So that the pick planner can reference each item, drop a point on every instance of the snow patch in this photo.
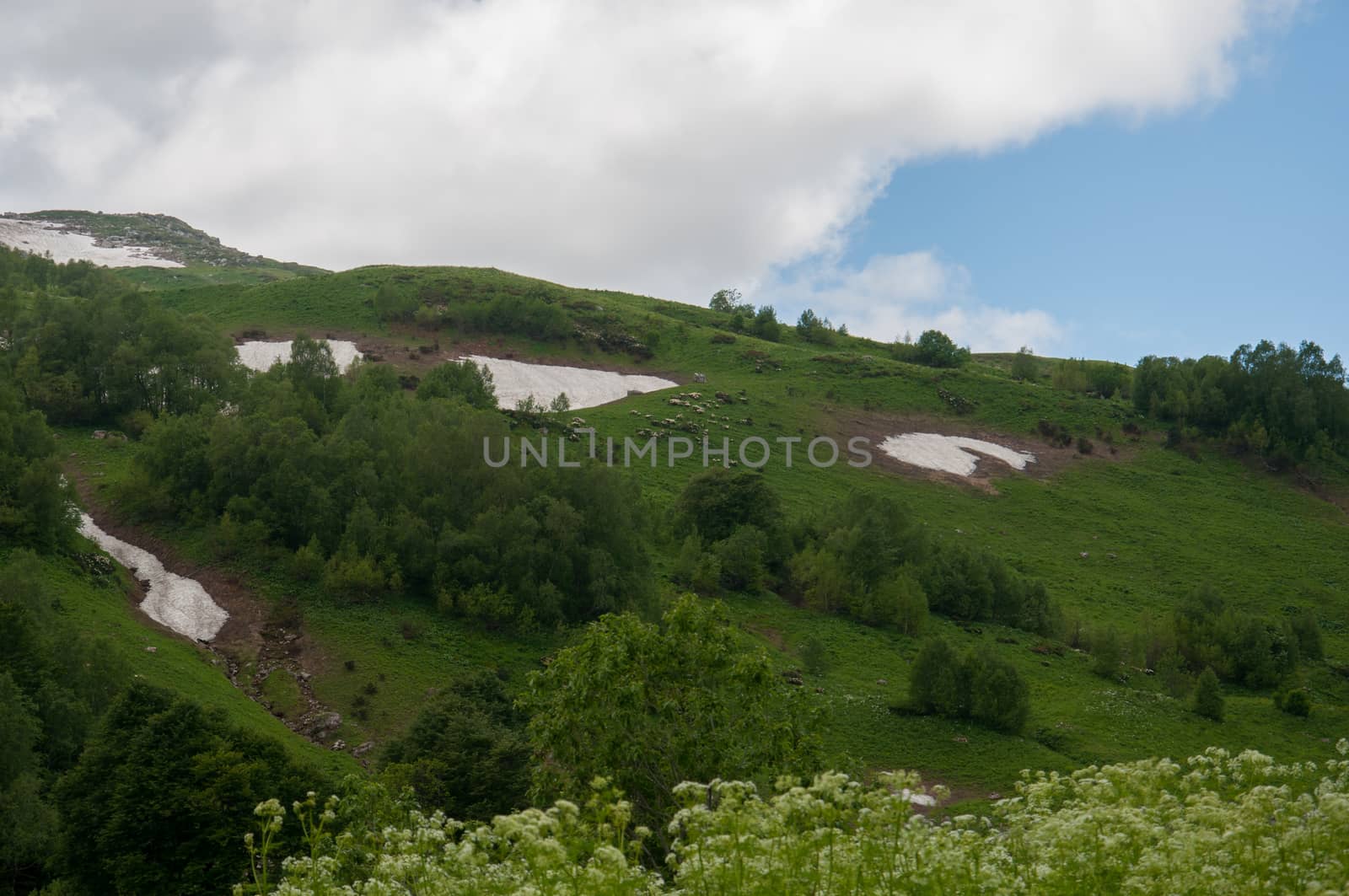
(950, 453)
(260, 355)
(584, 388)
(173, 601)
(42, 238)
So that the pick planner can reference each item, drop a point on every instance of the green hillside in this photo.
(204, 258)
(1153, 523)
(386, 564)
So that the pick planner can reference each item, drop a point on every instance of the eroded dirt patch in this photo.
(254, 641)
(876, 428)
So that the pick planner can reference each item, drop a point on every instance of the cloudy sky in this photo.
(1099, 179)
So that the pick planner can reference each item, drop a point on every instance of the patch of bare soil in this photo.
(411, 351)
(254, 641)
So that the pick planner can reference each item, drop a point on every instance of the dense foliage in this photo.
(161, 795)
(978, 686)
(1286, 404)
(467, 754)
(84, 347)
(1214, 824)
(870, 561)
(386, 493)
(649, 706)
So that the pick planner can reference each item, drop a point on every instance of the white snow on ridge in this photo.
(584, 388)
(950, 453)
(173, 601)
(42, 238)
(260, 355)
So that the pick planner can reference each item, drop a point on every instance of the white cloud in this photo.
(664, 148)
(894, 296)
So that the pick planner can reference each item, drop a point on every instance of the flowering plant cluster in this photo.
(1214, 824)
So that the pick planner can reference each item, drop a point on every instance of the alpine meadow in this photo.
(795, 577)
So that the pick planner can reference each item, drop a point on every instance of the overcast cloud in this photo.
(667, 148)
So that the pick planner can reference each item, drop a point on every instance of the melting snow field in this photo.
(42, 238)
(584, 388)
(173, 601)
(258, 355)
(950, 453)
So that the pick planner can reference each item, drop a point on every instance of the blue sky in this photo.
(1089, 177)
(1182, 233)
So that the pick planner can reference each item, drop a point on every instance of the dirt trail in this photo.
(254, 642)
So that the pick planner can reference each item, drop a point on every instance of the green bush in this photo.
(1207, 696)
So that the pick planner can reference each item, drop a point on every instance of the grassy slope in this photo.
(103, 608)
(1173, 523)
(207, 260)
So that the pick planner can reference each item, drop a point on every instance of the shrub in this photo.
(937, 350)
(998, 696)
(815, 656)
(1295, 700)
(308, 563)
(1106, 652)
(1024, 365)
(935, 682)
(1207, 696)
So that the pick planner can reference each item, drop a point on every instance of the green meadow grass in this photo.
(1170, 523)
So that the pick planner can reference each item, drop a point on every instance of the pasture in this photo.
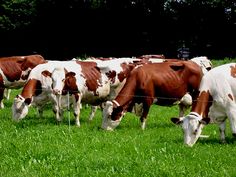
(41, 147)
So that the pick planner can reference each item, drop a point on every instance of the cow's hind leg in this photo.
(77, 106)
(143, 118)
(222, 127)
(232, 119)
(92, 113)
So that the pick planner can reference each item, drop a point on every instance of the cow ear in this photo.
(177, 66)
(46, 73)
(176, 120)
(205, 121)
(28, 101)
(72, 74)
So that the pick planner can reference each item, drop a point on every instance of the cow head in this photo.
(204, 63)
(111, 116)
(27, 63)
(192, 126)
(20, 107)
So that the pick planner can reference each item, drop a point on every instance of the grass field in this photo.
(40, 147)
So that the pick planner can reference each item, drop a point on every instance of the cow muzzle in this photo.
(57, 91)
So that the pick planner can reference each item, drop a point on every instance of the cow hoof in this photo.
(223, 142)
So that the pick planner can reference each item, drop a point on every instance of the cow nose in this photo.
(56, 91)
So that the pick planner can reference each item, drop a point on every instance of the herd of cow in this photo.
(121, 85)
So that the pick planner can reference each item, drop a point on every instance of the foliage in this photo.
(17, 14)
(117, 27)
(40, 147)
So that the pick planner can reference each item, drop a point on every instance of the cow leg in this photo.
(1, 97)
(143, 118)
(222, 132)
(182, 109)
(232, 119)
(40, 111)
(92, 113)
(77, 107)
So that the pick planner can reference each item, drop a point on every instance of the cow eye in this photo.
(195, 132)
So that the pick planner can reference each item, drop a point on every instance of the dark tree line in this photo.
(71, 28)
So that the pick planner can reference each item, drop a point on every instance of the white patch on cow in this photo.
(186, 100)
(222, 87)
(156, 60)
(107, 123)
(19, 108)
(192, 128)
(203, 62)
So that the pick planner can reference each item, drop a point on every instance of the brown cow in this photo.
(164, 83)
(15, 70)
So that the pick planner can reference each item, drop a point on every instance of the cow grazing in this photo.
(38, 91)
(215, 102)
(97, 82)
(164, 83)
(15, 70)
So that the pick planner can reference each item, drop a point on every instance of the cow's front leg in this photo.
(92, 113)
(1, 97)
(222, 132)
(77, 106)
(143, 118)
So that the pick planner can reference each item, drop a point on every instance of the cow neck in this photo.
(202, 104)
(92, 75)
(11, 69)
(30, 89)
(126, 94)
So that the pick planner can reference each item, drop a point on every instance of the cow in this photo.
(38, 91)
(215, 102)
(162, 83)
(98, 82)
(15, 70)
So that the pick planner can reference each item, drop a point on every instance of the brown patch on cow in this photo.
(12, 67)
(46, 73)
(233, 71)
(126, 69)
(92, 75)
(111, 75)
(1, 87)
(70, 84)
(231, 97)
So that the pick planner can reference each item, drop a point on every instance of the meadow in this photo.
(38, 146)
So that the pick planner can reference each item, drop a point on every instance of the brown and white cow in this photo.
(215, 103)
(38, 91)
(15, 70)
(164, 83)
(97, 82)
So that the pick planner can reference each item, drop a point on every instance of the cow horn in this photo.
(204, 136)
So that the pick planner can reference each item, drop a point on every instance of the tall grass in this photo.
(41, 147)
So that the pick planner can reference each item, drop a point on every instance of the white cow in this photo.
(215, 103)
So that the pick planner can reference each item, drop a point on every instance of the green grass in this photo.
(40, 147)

——

§ **EXERCISE PROMPT**: Copy all of the entries above word for word, leaving out the pictures.

§ **FULL SOLUTION**:
So that the pick planner can reference each item, drop a point on every instance of the snow patch in this photo.
(950, 453)
(260, 355)
(584, 388)
(173, 601)
(42, 238)
So that the pick planner can reference each item, drop a point on every instance of the green hillside in this photo.
(204, 258)
(1153, 523)
(386, 564)
So that the pick planner can reference each item, drop a point on every instance of the eroded dirt patch in this photo.
(254, 641)
(876, 428)
So that the pick planner can reference each item, drop a point on every instance of the cloudy sky in this photo.
(1099, 179)
So that the pick planner can reference each item, drop a point on every instance of the patch of bare soil in this photo.
(411, 351)
(254, 641)
So that the pick planner can reference each item, drop a point on every instance of the dense foliage in this photo.
(161, 795)
(978, 686)
(1286, 404)
(467, 754)
(84, 347)
(1214, 824)
(870, 561)
(386, 493)
(649, 706)
So that the pick planner can reference each item, drop a point on every instance of the white snow on ridge in this photo.
(584, 388)
(950, 453)
(173, 601)
(42, 238)
(260, 355)
So that the pick planner can reference each item, drop a point on every instance of the white cloud in this photo.
(664, 148)
(894, 296)
So that the pick planner can reference each item, drop a point on every instance of the flowering plant cluster in this photo.
(1214, 824)
So that the pick planner can reference each item, drop a point on every instance of the alpine meadow in this photo.
(795, 577)
So that the pick planner can reference each item, drop a point on every instance of the overcast cloud in this photo.
(667, 148)
So that the pick planner can reference each item, drop a point on every instance of the melting snow field in this photo.
(42, 238)
(584, 388)
(173, 601)
(258, 355)
(950, 453)
So that the pick planner can reference each item, drop a point on every instance of the blue sky in this photo.
(1089, 177)
(1182, 233)
So that the pick planner can reference each item, drop a point on every instance of the dirt trail in this photo.
(254, 642)
So that the pick planner can reference each item, drop a point on every instance of the green bush in this photo.
(1207, 696)
So that the pick planner can reference each item, drop a point on every instance of the grassy slope in this photo.
(103, 608)
(1173, 523)
(207, 260)
So that the pick planner can reference each item, drop a point on every instance of the shrub in this photo.
(937, 350)
(998, 696)
(815, 656)
(1295, 700)
(308, 563)
(1106, 652)
(1024, 365)
(935, 682)
(1207, 696)
So that the pick planner can reference each item, drop a point on every instance of the green meadow grass in this photo.
(1170, 523)
So that the pick planner can reference each item, drop a point on every instance of the pasture in this photo.
(41, 147)
So that the pick planner can reference each item, drop a point on every instance of the cow's hind leg in this photo.
(77, 106)
(143, 118)
(222, 127)
(232, 119)
(92, 113)
So that the pick planner can reference each item, drop a point on every instance of the cow ear in this photo.
(177, 66)
(46, 73)
(176, 120)
(205, 121)
(28, 101)
(72, 74)
So that the pick planner can reference each item, drop a point on every instance of the cow head in this photo.
(204, 63)
(111, 116)
(27, 63)
(192, 126)
(20, 107)
So that the pick planner can reference each item, drop a point on every instance of the grass field in this photo.
(40, 147)
So that the pick planner can reference each item, drop a point on every instance of the cow muzzle in this photo.
(57, 91)
So that the pick planner can reference each item, drop a point on every instance of the cow hoof in this photo.
(223, 142)
So that the pick planner can reference each item, drop a point on every instance of the cow nose in this photo.
(56, 91)
So that the pick planner can reference each item, drop a point on every instance of the herd of cow in this photo.
(121, 85)
So that the pick planner can reference each item, drop a point on every instance of the foliage in this photo.
(17, 14)
(117, 27)
(40, 147)
So that the pick planner can reference each item, drop a point on every instance of the cow leg in this photo.
(1, 97)
(143, 118)
(222, 132)
(182, 109)
(232, 119)
(40, 111)
(92, 113)
(77, 107)
So that the pick planner can reference each item, drop a point on every instance of the cow eye in this photo.
(195, 132)
So that the pick planner can reference each item, drop a point on every instance of the dark tree line in this photo.
(71, 28)
So that the pick planner can reference each item, drop a point on every instance of the white patch on cow in this photo.
(186, 100)
(222, 87)
(156, 60)
(107, 123)
(19, 108)
(192, 128)
(203, 62)
So that the pick planner can reference each item, drop a point on every instance of the brown cow in this photo.
(164, 83)
(15, 70)
So that the pick planner can reference each item, drop a point on every instance of the cow grazing in this photo.
(38, 91)
(215, 102)
(97, 82)
(164, 83)
(15, 70)
So that the pick planner can reference each item, drop a point on every instance of the cow's front leg in this photo.
(92, 113)
(1, 97)
(222, 132)
(77, 106)
(143, 118)
So that the pick planner can reference each item, drop a point on every instance of the cow neck in this photo.
(202, 104)
(92, 75)
(11, 69)
(30, 89)
(126, 94)
So that the pick planner can reference each item, drop a point on every instance of the cow in this photo.
(38, 91)
(215, 102)
(162, 83)
(98, 82)
(15, 70)
So that the pick planner can reference each item, drop a point on every instance of the brown patch on cow in this photo.
(12, 67)
(46, 73)
(233, 71)
(126, 69)
(92, 75)
(111, 75)
(1, 87)
(70, 84)
(231, 97)
So that the pick planner can reference each item, drop a point on every instance of the meadow in this photo.
(38, 146)
So that the pick planner can reference each item, drop a point on every instance of the brown and white cow in this photo.
(215, 103)
(38, 91)
(15, 70)
(164, 83)
(97, 82)
So that the pick planner can reference each item, drop a point on every instance of the cow horn in this photo.
(204, 136)
So that the pick planner can reference each item, drop a point on every instance of the tall grass in this photo.
(41, 147)
So that the pick planner can reference each item, drop a point on every instance of the white cow in this photo.
(215, 103)
So that the pick planner can reference each item, drop a point on every instance of the green grass in this photo.
(40, 147)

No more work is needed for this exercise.